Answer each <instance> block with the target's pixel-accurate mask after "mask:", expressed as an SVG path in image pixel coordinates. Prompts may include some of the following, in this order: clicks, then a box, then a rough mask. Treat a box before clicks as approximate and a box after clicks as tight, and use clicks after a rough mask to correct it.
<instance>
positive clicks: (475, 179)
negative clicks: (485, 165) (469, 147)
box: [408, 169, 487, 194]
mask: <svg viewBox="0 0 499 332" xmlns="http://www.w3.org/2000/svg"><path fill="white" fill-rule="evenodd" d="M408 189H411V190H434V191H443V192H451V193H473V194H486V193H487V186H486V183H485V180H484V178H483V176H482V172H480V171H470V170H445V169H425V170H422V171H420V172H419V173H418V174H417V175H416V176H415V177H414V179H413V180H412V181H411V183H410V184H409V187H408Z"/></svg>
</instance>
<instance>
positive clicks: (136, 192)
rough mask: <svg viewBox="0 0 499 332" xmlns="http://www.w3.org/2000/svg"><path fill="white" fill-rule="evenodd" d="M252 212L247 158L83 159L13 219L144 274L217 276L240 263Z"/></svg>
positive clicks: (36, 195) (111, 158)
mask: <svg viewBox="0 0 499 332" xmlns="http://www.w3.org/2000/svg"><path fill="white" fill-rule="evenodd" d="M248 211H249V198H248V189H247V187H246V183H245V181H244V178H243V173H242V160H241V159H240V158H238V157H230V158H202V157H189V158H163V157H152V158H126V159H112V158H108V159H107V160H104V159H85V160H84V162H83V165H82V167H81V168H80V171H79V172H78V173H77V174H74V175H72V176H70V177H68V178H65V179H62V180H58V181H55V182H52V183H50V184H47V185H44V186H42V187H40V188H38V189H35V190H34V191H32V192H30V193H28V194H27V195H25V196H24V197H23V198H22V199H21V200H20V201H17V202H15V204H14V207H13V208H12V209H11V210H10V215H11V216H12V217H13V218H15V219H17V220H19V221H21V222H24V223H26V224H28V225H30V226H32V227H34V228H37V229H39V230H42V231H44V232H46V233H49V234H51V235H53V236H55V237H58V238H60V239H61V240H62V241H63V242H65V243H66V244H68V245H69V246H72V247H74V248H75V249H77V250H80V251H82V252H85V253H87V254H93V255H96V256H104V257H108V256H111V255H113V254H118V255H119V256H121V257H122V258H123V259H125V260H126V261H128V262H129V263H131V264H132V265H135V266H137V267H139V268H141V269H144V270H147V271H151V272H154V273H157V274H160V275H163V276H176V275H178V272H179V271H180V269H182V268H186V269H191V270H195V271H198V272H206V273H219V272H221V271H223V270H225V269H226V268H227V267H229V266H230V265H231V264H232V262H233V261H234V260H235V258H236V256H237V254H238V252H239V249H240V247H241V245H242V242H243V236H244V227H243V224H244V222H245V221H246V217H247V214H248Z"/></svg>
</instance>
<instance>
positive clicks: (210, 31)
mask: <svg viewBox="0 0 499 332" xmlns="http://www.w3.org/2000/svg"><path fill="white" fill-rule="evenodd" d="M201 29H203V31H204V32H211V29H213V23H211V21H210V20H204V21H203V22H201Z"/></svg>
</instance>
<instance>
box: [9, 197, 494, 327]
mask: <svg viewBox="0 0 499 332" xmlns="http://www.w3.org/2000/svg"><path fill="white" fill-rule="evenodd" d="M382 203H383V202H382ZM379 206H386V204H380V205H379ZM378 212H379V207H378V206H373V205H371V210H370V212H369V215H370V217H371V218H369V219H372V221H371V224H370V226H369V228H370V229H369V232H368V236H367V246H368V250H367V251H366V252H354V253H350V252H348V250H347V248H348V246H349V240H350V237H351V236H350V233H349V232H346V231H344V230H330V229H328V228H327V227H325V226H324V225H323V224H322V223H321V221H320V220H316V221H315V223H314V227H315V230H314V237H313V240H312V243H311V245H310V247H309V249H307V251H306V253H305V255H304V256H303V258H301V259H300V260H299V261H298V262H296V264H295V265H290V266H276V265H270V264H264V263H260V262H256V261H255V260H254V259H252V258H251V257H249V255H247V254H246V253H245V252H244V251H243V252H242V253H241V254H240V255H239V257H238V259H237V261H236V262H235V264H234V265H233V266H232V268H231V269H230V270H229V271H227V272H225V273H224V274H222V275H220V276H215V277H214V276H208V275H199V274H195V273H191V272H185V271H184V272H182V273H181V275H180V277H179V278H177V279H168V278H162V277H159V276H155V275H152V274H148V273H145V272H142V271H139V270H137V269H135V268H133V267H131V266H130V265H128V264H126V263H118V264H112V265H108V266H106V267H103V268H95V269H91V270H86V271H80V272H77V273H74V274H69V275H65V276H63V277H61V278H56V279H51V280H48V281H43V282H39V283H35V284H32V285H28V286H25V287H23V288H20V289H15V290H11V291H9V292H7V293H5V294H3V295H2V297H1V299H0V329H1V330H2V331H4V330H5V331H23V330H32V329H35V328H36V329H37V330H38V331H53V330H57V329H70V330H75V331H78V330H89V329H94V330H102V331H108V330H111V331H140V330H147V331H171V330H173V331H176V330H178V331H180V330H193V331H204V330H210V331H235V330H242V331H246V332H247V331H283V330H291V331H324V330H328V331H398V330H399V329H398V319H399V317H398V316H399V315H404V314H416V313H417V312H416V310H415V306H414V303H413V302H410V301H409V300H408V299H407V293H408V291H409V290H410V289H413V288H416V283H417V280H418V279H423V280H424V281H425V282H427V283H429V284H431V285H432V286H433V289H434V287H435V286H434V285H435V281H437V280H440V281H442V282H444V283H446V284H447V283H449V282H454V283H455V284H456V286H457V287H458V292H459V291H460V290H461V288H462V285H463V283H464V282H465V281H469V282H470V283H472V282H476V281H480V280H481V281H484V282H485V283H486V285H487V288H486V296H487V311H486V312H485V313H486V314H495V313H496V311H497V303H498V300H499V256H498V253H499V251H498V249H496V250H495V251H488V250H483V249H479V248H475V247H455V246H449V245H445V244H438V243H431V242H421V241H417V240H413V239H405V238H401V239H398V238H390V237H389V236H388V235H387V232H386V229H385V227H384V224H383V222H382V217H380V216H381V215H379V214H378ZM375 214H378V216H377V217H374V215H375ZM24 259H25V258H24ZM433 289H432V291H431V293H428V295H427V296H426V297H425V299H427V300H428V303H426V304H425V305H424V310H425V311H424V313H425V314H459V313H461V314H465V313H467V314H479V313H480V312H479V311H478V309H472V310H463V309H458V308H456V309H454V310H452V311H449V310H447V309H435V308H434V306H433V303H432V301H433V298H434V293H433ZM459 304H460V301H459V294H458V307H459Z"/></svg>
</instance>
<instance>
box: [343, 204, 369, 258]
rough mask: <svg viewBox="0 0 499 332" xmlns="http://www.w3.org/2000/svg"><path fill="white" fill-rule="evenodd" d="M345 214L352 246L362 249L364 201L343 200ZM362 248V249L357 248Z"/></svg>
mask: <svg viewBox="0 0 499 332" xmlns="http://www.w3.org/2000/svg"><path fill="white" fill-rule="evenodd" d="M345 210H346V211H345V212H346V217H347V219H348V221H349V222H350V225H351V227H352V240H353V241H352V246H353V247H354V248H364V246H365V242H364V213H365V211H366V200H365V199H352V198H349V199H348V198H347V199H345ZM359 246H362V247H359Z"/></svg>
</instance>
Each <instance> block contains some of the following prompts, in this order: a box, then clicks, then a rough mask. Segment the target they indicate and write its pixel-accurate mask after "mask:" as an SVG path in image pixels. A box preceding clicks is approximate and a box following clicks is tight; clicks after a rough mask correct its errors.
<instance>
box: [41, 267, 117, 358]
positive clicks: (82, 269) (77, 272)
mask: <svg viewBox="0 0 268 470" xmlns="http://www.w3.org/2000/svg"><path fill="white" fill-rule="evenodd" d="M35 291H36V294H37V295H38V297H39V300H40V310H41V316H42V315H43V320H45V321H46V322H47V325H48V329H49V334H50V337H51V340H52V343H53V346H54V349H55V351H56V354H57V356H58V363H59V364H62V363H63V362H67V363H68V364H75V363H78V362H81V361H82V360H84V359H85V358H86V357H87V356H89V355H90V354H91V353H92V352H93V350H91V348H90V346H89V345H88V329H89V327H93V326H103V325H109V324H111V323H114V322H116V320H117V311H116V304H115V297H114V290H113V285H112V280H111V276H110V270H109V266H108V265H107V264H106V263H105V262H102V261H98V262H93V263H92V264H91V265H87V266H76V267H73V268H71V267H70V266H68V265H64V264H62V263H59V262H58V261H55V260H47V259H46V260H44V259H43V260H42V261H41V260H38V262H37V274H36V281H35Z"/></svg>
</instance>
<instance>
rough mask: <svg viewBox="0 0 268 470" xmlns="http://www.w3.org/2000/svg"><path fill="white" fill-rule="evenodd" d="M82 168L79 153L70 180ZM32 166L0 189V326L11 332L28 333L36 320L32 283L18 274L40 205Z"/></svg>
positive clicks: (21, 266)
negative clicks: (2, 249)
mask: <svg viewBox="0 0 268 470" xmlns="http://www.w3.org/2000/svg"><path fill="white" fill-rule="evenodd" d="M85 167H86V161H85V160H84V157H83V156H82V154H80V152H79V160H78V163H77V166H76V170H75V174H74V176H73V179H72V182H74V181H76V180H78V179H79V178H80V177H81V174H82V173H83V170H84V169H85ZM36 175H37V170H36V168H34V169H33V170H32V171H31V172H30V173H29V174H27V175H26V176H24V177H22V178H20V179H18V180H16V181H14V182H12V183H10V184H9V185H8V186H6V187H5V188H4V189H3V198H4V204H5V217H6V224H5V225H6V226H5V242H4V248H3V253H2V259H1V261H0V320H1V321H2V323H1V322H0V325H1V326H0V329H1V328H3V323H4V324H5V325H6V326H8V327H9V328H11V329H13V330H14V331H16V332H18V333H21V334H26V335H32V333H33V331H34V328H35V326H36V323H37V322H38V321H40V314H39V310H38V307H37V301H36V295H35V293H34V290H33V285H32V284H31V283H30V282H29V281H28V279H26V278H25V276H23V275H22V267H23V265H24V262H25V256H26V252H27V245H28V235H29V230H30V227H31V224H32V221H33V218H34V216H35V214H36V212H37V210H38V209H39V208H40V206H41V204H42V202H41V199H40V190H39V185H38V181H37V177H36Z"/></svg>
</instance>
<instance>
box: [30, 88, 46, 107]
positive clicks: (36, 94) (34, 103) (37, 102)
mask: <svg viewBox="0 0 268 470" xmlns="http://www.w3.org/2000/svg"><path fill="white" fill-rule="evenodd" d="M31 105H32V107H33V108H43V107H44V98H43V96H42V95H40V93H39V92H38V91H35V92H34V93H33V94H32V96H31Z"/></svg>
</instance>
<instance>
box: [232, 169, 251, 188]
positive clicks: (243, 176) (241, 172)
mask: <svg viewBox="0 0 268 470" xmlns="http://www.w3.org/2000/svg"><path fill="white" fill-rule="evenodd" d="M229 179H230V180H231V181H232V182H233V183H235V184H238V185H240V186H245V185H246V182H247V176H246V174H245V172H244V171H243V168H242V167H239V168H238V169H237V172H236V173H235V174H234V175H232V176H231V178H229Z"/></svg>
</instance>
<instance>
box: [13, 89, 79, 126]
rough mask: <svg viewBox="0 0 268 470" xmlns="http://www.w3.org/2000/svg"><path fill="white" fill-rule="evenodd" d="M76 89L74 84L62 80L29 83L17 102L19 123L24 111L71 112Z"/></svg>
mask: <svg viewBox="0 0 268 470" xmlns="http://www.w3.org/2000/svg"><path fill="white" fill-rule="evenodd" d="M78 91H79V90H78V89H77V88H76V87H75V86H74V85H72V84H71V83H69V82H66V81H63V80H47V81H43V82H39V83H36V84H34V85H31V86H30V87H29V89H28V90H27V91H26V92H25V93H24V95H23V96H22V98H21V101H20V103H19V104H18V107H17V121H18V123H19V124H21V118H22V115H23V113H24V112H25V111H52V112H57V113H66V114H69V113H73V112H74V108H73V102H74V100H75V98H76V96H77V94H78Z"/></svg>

> _EXERCISE DESCRIPTION_
From the records above, extract exactly and only the lines that begin at the line with "168L79 153L70 180ZM32" and stop after the line with "box: [232, 169, 251, 188]".

> _THE ANSWER_
rough mask: <svg viewBox="0 0 268 470" xmlns="http://www.w3.org/2000/svg"><path fill="white" fill-rule="evenodd" d="M82 168L79 153L70 180ZM32 166L0 189V326L11 332L28 333L36 320L32 283L18 274L40 205Z"/></svg>
positive clicks: (21, 266)
negative clicks: (2, 249)
mask: <svg viewBox="0 0 268 470" xmlns="http://www.w3.org/2000/svg"><path fill="white" fill-rule="evenodd" d="M85 167H86V161H85V160H84V157H83V156H82V154H80V152H79V160H78V163H77V166H76V170H75V174H74V176H73V179H72V182H74V181H76V180H78V179H79V178H80V177H81V174H82V173H83V170H84V169H85ZM36 175H37V170H36V168H34V169H33V170H32V171H31V172H30V173H29V174H27V175H26V176H24V177H22V178H20V179H18V180H16V181H14V182H12V183H10V184H9V185H8V186H6V187H5V188H4V189H3V198H4V204H5V217H6V224H5V225H6V226H5V242H4V248H3V253H2V259H1V261H0V320H1V321H2V323H1V322H0V325H1V326H0V329H1V328H3V323H4V324H5V325H6V326H8V327H9V328H11V329H13V330H14V331H16V332H18V333H21V334H26V335H32V333H33V331H34V328H35V326H36V323H37V322H38V321H40V314H39V310H38V307H37V301H36V295H35V293H34V290H33V285H32V284H31V283H30V282H29V281H28V279H26V278H25V276H23V275H22V267H23V265H24V262H25V256H26V252H27V245H28V235H29V230H30V227H31V224H32V221H33V218H34V216H35V214H36V212H37V210H38V209H39V208H40V206H41V204H42V202H41V199H40V190H39V185H38V181H37V177H36Z"/></svg>
</instance>
<instance>
box: [30, 88, 46, 107]
positive clicks: (36, 94) (34, 103) (37, 102)
mask: <svg viewBox="0 0 268 470" xmlns="http://www.w3.org/2000/svg"><path fill="white" fill-rule="evenodd" d="M31 105H32V107H33V108H43V107H44V98H43V96H42V95H40V93H39V92H38V91H35V92H34V93H33V94H32V96H31Z"/></svg>
</instance>
<instance>
box: [232, 169, 251, 188]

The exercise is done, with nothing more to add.